• _Provided data_:
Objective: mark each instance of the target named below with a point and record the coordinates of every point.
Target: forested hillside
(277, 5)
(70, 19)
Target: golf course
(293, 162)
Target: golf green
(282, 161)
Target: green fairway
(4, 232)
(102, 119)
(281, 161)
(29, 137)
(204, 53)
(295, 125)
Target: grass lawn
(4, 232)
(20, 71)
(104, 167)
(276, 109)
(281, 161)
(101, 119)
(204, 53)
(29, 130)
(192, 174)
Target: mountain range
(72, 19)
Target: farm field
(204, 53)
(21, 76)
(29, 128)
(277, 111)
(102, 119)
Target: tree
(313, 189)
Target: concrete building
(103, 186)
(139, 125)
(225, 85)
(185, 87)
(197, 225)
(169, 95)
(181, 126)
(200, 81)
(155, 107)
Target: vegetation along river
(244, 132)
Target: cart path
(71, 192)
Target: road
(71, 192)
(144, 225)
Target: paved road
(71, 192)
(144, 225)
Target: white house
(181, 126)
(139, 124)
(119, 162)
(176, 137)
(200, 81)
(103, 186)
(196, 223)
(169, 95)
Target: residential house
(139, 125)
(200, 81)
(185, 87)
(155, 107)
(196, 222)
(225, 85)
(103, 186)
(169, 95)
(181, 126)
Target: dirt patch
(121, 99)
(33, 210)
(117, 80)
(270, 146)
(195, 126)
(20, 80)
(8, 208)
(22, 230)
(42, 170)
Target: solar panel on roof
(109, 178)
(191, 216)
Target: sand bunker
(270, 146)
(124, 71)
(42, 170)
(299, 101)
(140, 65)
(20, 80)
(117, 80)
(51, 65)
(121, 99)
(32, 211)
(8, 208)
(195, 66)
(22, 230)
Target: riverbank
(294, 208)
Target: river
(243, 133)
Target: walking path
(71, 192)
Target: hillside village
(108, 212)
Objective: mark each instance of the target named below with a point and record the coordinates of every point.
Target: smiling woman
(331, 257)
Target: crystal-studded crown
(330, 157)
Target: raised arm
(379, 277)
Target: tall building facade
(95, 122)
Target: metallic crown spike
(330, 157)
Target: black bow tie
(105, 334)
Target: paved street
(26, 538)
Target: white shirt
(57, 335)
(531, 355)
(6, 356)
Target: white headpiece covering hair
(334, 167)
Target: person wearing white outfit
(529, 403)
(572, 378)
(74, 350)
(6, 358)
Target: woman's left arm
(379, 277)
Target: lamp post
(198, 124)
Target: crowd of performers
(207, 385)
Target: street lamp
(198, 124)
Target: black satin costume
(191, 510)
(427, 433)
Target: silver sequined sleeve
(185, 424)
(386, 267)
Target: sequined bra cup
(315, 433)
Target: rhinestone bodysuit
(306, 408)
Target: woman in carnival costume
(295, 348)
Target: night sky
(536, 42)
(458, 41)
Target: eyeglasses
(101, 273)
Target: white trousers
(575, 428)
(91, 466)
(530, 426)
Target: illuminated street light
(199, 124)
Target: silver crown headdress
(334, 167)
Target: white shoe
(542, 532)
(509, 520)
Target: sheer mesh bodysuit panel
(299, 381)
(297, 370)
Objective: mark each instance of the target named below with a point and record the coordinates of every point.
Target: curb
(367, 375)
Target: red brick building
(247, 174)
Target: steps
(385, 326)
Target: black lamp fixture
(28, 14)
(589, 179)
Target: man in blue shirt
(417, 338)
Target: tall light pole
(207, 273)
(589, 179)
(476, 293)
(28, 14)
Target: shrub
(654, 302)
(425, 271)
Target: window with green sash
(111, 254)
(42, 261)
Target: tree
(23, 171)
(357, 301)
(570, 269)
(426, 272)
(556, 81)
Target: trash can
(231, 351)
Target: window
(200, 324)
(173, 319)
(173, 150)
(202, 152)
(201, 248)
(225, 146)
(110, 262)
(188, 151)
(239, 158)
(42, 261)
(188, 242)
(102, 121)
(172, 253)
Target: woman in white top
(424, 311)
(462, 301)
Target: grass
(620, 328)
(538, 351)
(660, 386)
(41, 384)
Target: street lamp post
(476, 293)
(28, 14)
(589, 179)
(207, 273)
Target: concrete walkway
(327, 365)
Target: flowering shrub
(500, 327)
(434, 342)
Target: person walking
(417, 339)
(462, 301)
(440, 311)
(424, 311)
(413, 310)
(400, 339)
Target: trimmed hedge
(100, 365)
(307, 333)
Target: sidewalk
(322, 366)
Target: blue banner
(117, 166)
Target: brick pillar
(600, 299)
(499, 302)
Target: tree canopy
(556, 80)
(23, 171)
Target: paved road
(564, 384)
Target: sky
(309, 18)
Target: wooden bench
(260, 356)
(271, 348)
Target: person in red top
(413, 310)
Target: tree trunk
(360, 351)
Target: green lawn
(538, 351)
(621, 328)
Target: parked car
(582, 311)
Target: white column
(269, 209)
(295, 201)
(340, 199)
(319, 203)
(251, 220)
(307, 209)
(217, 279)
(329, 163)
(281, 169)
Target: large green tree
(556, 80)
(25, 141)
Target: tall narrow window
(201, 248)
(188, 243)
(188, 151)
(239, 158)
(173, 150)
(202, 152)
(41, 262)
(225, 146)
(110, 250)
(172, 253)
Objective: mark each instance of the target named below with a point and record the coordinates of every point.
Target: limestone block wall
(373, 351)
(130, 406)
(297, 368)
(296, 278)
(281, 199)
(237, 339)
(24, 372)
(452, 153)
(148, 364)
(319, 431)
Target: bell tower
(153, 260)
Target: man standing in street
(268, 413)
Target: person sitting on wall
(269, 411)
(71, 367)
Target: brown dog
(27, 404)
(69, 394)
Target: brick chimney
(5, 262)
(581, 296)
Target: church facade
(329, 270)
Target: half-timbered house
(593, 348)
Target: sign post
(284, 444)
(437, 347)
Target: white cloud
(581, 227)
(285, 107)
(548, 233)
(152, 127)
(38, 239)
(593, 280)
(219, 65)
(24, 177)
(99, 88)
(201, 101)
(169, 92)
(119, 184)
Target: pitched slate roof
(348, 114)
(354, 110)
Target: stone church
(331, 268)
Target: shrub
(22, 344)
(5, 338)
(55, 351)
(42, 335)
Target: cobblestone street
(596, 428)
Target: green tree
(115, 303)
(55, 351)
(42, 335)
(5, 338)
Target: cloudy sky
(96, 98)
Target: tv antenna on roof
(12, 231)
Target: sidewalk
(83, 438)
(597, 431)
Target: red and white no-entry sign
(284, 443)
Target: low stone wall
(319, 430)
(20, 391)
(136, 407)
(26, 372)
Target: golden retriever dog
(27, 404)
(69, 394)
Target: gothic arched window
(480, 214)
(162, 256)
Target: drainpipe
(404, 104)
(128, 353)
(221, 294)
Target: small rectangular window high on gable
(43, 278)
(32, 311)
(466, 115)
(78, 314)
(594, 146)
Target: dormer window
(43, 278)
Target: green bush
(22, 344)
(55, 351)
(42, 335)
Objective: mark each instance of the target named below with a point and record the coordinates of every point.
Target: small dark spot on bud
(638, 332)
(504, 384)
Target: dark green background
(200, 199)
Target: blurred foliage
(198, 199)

• _Exercise goal_: Output an identical copy of every record above.

• _Written response_:
Objective: mark each instance of the target named below with a point and record the coordinates of every point.
Target: forested hillside
(277, 5)
(70, 19)
Target: golf course
(293, 162)
Target: golf green
(282, 161)
Target: green fairway
(4, 232)
(102, 119)
(281, 161)
(29, 137)
(204, 53)
(295, 125)
Target: grass lawn
(4, 232)
(20, 71)
(104, 167)
(276, 109)
(281, 161)
(101, 119)
(204, 53)
(29, 130)
(192, 174)
Target: mountain range
(72, 19)
Target: farm field
(204, 53)
(21, 76)
(29, 128)
(277, 111)
(102, 119)
Target: tree
(313, 189)
Target: concrete building
(103, 186)
(139, 125)
(225, 85)
(185, 87)
(197, 225)
(169, 95)
(181, 126)
(200, 81)
(155, 107)
Target: vegetation along river
(244, 132)
Target: cart path
(71, 192)
Target: road
(71, 192)
(144, 225)
Target: paved road
(71, 192)
(144, 225)
Target: white house
(181, 126)
(139, 124)
(119, 162)
(176, 137)
(200, 81)
(103, 186)
(196, 223)
(169, 95)
Target: residential house
(139, 125)
(200, 81)
(185, 87)
(155, 107)
(196, 222)
(225, 85)
(103, 186)
(169, 95)
(181, 126)
Target: dirt patch
(121, 99)
(33, 210)
(117, 80)
(270, 146)
(195, 126)
(20, 80)
(8, 208)
(22, 230)
(42, 170)
Target: solar panel on roof
(109, 178)
(191, 216)
Target: sand bunker
(270, 146)
(124, 71)
(42, 170)
(299, 101)
(140, 65)
(20, 80)
(117, 80)
(51, 65)
(121, 99)
(32, 211)
(8, 208)
(195, 66)
(22, 230)
Target: riverbank
(294, 208)
Target: river
(243, 133)
Target: walking path
(71, 192)
Target: hillside village
(108, 212)
Objective: mark each instance of the target named below with a point and record the coordinates of every point.
Target: smiling woman
(331, 257)
Target: crystal-studded crown
(330, 157)
Target: raised arm
(379, 277)
Target: tall building facade
(95, 122)
Target: metallic crown spike
(330, 157)
Target: black bow tie
(105, 334)
Target: paved street
(26, 538)
Target: white shirt
(57, 335)
(531, 355)
(6, 356)
Target: white headpiece covering hair
(334, 167)
Target: person wearing white outfit
(529, 403)
(572, 378)
(74, 350)
(6, 358)
Target: woman's left arm
(379, 277)
Target: lamp post
(198, 124)
Target: crowd of performers
(207, 385)
Target: street lamp
(198, 124)
Target: black satin costume
(191, 510)
(427, 433)
Target: silver sequined sleeve
(185, 424)
(386, 267)
Target: sequined bra cup
(315, 433)
Target: rhinestone bodysuit
(306, 408)
Target: woman in carnival costume
(295, 348)
Target: night sky
(536, 42)
(458, 41)
Target: eyeglasses
(101, 273)
Target: white trousers
(575, 428)
(91, 466)
(530, 426)
Target: illuminated street light
(199, 124)
Target: silver crown headdress
(334, 167)
Target: white shoe
(542, 532)
(509, 520)
Target: sheer mesh bodysuit panel
(299, 381)
(297, 370)
Objective: mark each instance of the target named below with a point and record the coordinates of every point.
Target: curb
(367, 375)
Target: red brick building
(247, 174)
Target: steps
(385, 326)
Target: black lamp fixture
(28, 14)
(589, 179)
Target: man in blue shirt
(417, 338)
Target: tall light pole
(207, 273)
(589, 179)
(476, 293)
(28, 14)
Target: shrub
(654, 302)
(425, 271)
Target: window with green sash
(111, 254)
(42, 261)
Target: tree
(23, 171)
(357, 301)
(570, 269)
(426, 272)
(556, 81)
Target: trash can
(231, 351)
Target: window
(200, 324)
(173, 319)
(173, 150)
(202, 152)
(201, 248)
(225, 146)
(110, 262)
(188, 151)
(239, 158)
(42, 261)
(188, 242)
(102, 121)
(172, 253)
Target: woman in white top
(424, 311)
(462, 301)
Target: grass
(620, 328)
(538, 351)
(660, 386)
(41, 384)
Target: street lamp post
(476, 293)
(28, 14)
(589, 179)
(207, 273)
Target: concrete walkway
(327, 365)
Target: flowering shrub
(500, 327)
(434, 342)
Target: person walking
(417, 339)
(462, 301)
(440, 311)
(424, 311)
(413, 310)
(400, 339)
Target: trimmed hedge
(100, 365)
(307, 333)
Target: sidewalk
(322, 366)
Target: blue banner
(117, 166)
Target: brick pillar
(600, 299)
(499, 302)
Target: tree canopy
(556, 80)
(23, 171)
Target: paved road
(564, 384)
Target: sky
(309, 18)
Target: wooden bench
(260, 356)
(271, 348)
Target: person in red top
(413, 310)
Target: tree trunk
(360, 351)
Target: green lawn
(538, 351)
(621, 328)
Target: parked car
(582, 311)
Target: white column
(269, 209)
(295, 201)
(340, 199)
(319, 203)
(251, 220)
(307, 209)
(217, 279)
(329, 163)
(281, 169)
Target: large green tree
(556, 80)
(25, 141)
Target: tall narrow window
(201, 248)
(188, 243)
(188, 151)
(239, 158)
(173, 150)
(202, 152)
(41, 262)
(225, 146)
(110, 250)
(172, 253)
Objective: mark each instance of the target named below with a point and record the coordinates of every point.
Target: limestone block wall
(373, 351)
(130, 406)
(297, 368)
(296, 278)
(281, 199)
(237, 339)
(24, 372)
(452, 153)
(148, 364)
(319, 431)
Target: bell tower
(153, 260)
Target: man standing in street
(268, 413)
Target: person sitting on wall
(269, 411)
(71, 367)
Target: brown dog
(27, 404)
(69, 394)
Target: brick chimney
(5, 262)
(581, 296)
Target: church facade
(329, 270)
Target: half-timbered house
(593, 348)
Target: sign post
(284, 444)
(437, 347)
Target: white cloud
(581, 227)
(285, 107)
(548, 233)
(152, 127)
(38, 239)
(593, 280)
(219, 65)
(24, 177)
(99, 88)
(201, 101)
(169, 92)
(119, 184)
Target: pitched slate roof
(348, 114)
(354, 110)
Target: stone church
(331, 268)
Target: shrub
(22, 344)
(5, 338)
(55, 351)
(42, 335)
Target: cobblestone street
(596, 428)
Target: green tree
(115, 303)
(55, 351)
(42, 335)
(5, 338)
Target: cloudy sky
(96, 98)
Target: tv antenna on roof
(12, 231)
Target: sidewalk
(83, 438)
(597, 431)
Target: red and white no-entry sign
(284, 443)
Target: low stone wall
(319, 430)
(20, 391)
(136, 407)
(26, 372)
Target: golden retriever dog
(27, 404)
(69, 394)
Target: gothic arched window
(480, 214)
(162, 256)
Target: drainpipe
(404, 104)
(128, 353)
(221, 294)
Target: small rectangular window high on gable
(43, 278)
(32, 311)
(466, 115)
(78, 314)
(594, 146)
Target: dormer window
(43, 278)
Target: green bush
(22, 344)
(55, 351)
(42, 335)
Objective: mark each instance of the target named below with a point and record the coordinates of every point.
Target: small dark spot on bud
(638, 332)
(504, 384)
Target: dark green background
(200, 199)
Target: blurred foliage
(198, 199)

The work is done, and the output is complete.